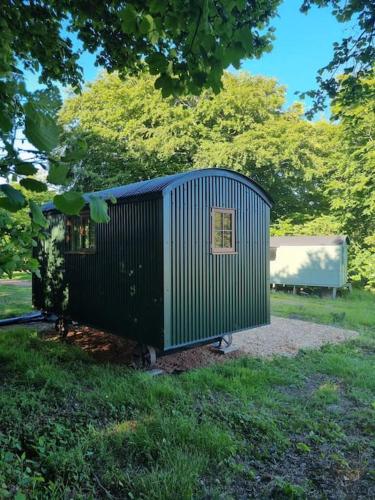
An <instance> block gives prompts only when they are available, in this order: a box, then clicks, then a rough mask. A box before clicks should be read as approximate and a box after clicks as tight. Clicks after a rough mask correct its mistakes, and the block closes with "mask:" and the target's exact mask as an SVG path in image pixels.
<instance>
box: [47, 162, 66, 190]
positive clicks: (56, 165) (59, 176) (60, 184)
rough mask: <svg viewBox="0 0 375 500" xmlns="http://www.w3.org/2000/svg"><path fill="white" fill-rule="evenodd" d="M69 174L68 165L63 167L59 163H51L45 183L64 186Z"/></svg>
mask: <svg viewBox="0 0 375 500" xmlns="http://www.w3.org/2000/svg"><path fill="white" fill-rule="evenodd" d="M69 172H70V167H69V165H63V164H61V163H52V164H51V166H50V168H49V172H48V177H47V181H48V182H50V183H51V184H57V185H65V184H67V182H68V178H67V177H68V174H69Z"/></svg>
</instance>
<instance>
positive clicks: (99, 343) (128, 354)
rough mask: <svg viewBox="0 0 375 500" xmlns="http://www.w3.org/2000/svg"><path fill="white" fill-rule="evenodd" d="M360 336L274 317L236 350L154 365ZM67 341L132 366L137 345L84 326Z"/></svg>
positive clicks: (308, 323)
mask: <svg viewBox="0 0 375 500" xmlns="http://www.w3.org/2000/svg"><path fill="white" fill-rule="evenodd" d="M19 326H21V325H19ZM22 326H23V327H24V326H25V325H22ZM29 326H30V327H31V328H36V329H37V330H39V332H40V334H41V335H42V336H43V337H44V338H45V340H47V341H55V342H61V340H60V338H59V336H58V335H57V334H56V332H55V331H54V330H53V328H52V325H51V323H44V322H40V323H39V322H38V323H34V324H31V325H29ZM6 328H9V327H4V329H6ZM357 336H358V333H357V332H355V331H353V330H344V329H342V328H336V327H334V326H328V325H321V324H317V323H311V322H309V321H301V320H297V319H289V318H280V317H276V316H273V317H272V318H271V324H270V325H267V326H262V327H259V328H253V329H251V330H245V331H243V332H241V333H235V334H234V335H233V344H232V346H233V347H234V348H236V350H234V351H233V352H230V353H228V354H225V355H223V354H221V353H220V352H218V351H217V350H215V349H213V347H212V346H210V345H205V346H200V347H194V348H191V349H186V350H184V351H180V352H175V353H172V354H166V355H164V356H161V357H160V358H158V359H157V362H156V366H155V367H156V368H159V369H161V370H164V371H165V372H167V373H180V372H184V371H186V370H191V369H195V368H200V367H203V366H209V365H212V364H216V363H222V362H224V361H227V360H228V359H233V358H238V357H241V356H254V357H264V358H271V357H273V356H277V355H284V356H295V355H296V354H297V353H298V351H300V350H301V349H318V348H320V347H321V346H322V345H324V344H337V343H339V342H345V341H346V340H350V339H352V338H355V337H357ZM66 342H68V343H70V344H73V345H75V346H77V347H79V348H80V349H82V350H84V351H86V352H88V353H89V354H90V355H91V356H92V357H93V358H94V359H95V360H96V361H98V362H105V363H108V362H111V363H118V364H125V365H128V366H131V365H132V359H133V358H132V356H133V352H134V348H135V345H136V343H135V342H134V341H132V340H128V339H126V338H121V337H118V336H116V335H112V334H111V333H108V332H104V331H100V330H96V329H94V328H90V327H87V326H83V325H79V326H75V327H73V328H71V330H70V331H69V334H68V337H67V339H66Z"/></svg>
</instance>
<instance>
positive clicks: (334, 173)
mask: <svg viewBox="0 0 375 500" xmlns="http://www.w3.org/2000/svg"><path fill="white" fill-rule="evenodd" d="M342 83H343V91H342V93H341V91H340V92H339V93H338V96H337V98H336V99H335V100H334V102H333V106H332V108H333V113H334V114H335V115H336V116H338V117H339V118H340V121H341V134H340V143H341V148H342V150H343V157H342V158H343V161H342V162H341V164H339V165H338V166H339V168H338V169H337V170H336V171H334V172H332V175H331V176H330V180H329V182H328V183H327V194H328V195H329V196H330V199H331V204H330V205H331V210H332V212H333V213H334V214H335V215H336V216H337V217H338V218H339V220H340V221H341V223H342V228H343V230H344V231H345V232H347V233H348V234H351V236H352V244H353V247H354V250H355V251H354V252H353V253H354V258H353V263H352V267H353V270H355V279H356V280H357V281H359V282H362V283H367V284H368V286H371V287H373V288H375V99H374V96H371V95H370V94H369V93H367V92H364V94H363V95H362V98H361V100H360V101H356V102H354V103H353V104H352V105H351V106H348V105H347V101H346V97H347V96H346V90H345V86H344V81H343V82H342ZM361 85H362V87H372V88H374V87H375V73H373V74H372V75H371V76H369V77H367V78H366V79H365V80H364V81H362V82H361Z"/></svg>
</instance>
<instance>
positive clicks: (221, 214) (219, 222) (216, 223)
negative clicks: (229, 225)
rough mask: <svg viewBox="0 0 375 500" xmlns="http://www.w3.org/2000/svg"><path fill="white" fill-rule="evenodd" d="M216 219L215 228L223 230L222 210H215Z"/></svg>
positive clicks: (215, 221)
mask: <svg viewBox="0 0 375 500" xmlns="http://www.w3.org/2000/svg"><path fill="white" fill-rule="evenodd" d="M214 219H215V220H214V223H215V230H216V229H217V230H221V229H222V228H223V214H222V213H221V212H215V213H214Z"/></svg>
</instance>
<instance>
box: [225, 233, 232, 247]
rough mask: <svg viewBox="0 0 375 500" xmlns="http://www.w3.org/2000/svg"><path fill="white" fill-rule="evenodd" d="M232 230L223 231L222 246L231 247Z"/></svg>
mask: <svg viewBox="0 0 375 500" xmlns="http://www.w3.org/2000/svg"><path fill="white" fill-rule="evenodd" d="M232 235H233V233H232V231H223V248H232V246H233V245H232Z"/></svg>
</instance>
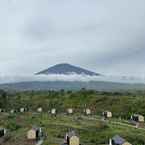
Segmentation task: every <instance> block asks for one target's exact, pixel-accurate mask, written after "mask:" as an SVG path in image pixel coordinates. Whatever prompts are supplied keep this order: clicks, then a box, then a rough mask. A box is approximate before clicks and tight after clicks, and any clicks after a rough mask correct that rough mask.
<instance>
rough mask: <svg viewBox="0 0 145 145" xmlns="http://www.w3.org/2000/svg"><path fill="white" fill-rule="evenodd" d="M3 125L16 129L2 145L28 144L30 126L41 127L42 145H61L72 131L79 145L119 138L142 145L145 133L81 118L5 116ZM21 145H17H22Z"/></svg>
mask: <svg viewBox="0 0 145 145" xmlns="http://www.w3.org/2000/svg"><path fill="white" fill-rule="evenodd" d="M3 119H5V121H2V120H1V121H0V125H1V126H5V127H8V126H9V124H11V123H12V122H13V121H14V122H15V123H16V124H17V125H18V126H19V127H18V128H16V129H15V130H12V131H11V132H10V134H11V138H10V140H8V142H7V143H6V144H4V145H18V143H20V142H21V141H23V144H24V145H25V144H28V142H27V139H26V133H27V131H28V130H29V129H30V128H31V127H32V126H33V125H36V126H41V127H42V128H43V130H44V132H45V134H46V139H45V141H44V144H43V145H60V144H61V143H62V142H63V138H64V135H65V133H66V132H67V131H68V130H70V129H73V130H75V131H76V132H77V133H78V135H79V137H80V142H81V144H82V145H101V144H107V143H108V140H109V138H111V137H112V136H114V135H116V134H119V135H121V136H122V137H124V138H126V139H127V140H128V141H129V142H131V143H132V144H133V145H137V144H139V143H140V144H142V145H144V144H145V131H144V130H140V129H135V128H133V127H128V126H125V125H116V124H113V123H111V122H110V123H105V122H102V121H99V120H96V118H95V117H94V119H90V117H84V116H76V115H73V116H66V115H58V116H56V117H52V116H51V115H48V114H46V113H44V114H35V115H33V114H30V113H29V115H28V113H26V114H23V115H20V114H19V115H16V116H14V117H9V115H8V116H5V118H3ZM23 144H21V145H23Z"/></svg>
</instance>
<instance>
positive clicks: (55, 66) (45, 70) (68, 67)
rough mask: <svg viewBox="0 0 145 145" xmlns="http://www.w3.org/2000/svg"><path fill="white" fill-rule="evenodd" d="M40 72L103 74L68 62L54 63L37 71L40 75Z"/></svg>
mask: <svg viewBox="0 0 145 145" xmlns="http://www.w3.org/2000/svg"><path fill="white" fill-rule="evenodd" d="M39 74H45V75H48V74H63V75H68V74H78V75H80V74H84V75H89V76H98V75H101V74H98V73H95V72H91V71H89V70H86V69H83V68H81V67H76V66H74V65H71V64H67V63H62V64H57V65H54V66H52V67H50V68H48V69H46V70H43V71H40V72H38V73H36V75H39Z"/></svg>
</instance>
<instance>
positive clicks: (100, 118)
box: [0, 89, 145, 145]
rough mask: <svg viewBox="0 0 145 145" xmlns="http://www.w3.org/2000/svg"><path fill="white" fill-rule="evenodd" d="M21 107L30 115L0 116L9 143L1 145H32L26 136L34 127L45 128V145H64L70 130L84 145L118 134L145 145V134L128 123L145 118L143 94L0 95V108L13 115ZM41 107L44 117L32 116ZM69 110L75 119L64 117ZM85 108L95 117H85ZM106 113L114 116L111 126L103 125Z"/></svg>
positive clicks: (99, 143)
mask: <svg viewBox="0 0 145 145" xmlns="http://www.w3.org/2000/svg"><path fill="white" fill-rule="evenodd" d="M21 107H26V108H28V109H29V112H26V113H24V114H22V113H19V112H17V113H16V114H13V115H12V114H9V113H1V114H0V127H5V128H7V129H8V136H7V138H6V140H7V141H6V142H5V143H3V144H2V145H32V142H29V141H28V140H27V138H26V134H27V131H28V130H29V129H31V127H33V126H38V127H42V128H43V130H44V132H45V134H46V139H45V141H44V143H43V145H61V144H62V143H63V139H64V135H65V133H66V132H68V131H69V130H71V129H73V130H75V131H76V132H77V133H78V135H79V137H80V143H81V145H103V144H107V143H108V140H109V138H111V137H113V136H114V135H116V134H118V135H120V136H122V137H124V138H125V139H126V140H127V141H129V142H130V143H132V144H133V145H145V130H144V129H136V128H135V127H134V126H131V125H130V124H129V123H128V122H127V120H128V119H129V118H130V116H131V115H132V114H134V113H137V114H141V115H144V116H145V92H144V91H141V92H138V91H135V92H96V91H93V90H85V89H82V90H80V91H76V92H73V91H64V90H60V91H37V92H35V91H26V92H5V91H3V90H1V91H0V108H3V109H5V110H6V112H10V110H11V109H16V110H17V111H18V110H19V109H20V108H21ZM38 107H42V108H43V113H42V114H38V113H32V112H36V110H37V108H38ZM52 108H56V110H57V116H56V117H54V116H51V115H50V114H48V113H47V112H48V110H50V109H52ZM67 108H74V109H75V110H74V115H72V116H70V115H69V116H68V115H66V114H64V113H65V112H66V109H67ZM84 108H90V109H91V111H92V116H85V115H84V113H83V109H84ZM105 110H109V111H111V112H112V113H113V119H111V121H109V122H103V121H101V117H99V116H101V114H102V112H103V111H105ZM120 118H121V120H120Z"/></svg>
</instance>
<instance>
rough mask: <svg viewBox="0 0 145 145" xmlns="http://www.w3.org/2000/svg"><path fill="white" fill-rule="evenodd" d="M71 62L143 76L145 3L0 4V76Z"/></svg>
mask: <svg viewBox="0 0 145 145" xmlns="http://www.w3.org/2000/svg"><path fill="white" fill-rule="evenodd" d="M63 62H67V63H71V64H74V65H77V66H81V67H84V68H87V69H90V70H93V71H95V72H97V73H103V74H109V75H116V74H117V75H134V76H136V75H140V76H143V75H144V74H145V0H0V74H18V73H19V74H25V73H26V74H34V73H35V72H39V71H40V70H42V69H45V68H48V67H49V66H52V65H54V64H57V63H63Z"/></svg>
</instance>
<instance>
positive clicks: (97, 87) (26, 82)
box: [0, 81, 145, 91]
mask: <svg viewBox="0 0 145 145" xmlns="http://www.w3.org/2000/svg"><path fill="white" fill-rule="evenodd" d="M81 88H86V89H93V90H97V91H125V90H132V91H135V90H144V88H145V85H144V84H124V83H113V82H99V81H98V82H96V81H90V82H77V81H74V82H67V81H48V82H20V83H10V84H2V85H0V89H4V90H16V91H24V90H60V89H65V90H80V89H81Z"/></svg>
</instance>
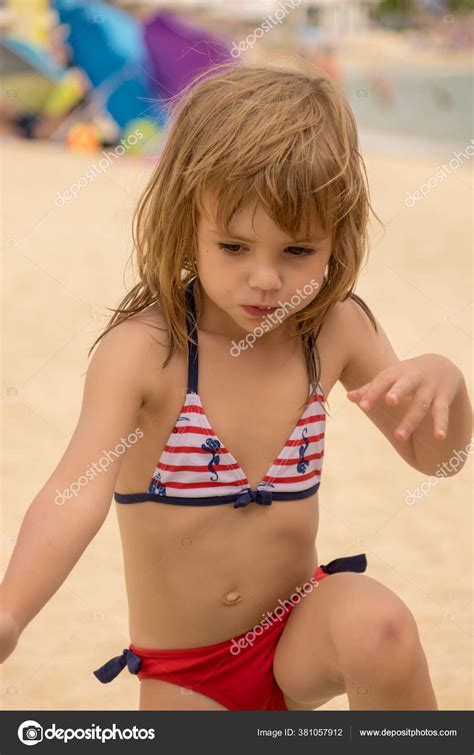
----
Assignment. State the number of lines in the entries above that contain the word "prompts", and nothing more.

Finished task. 2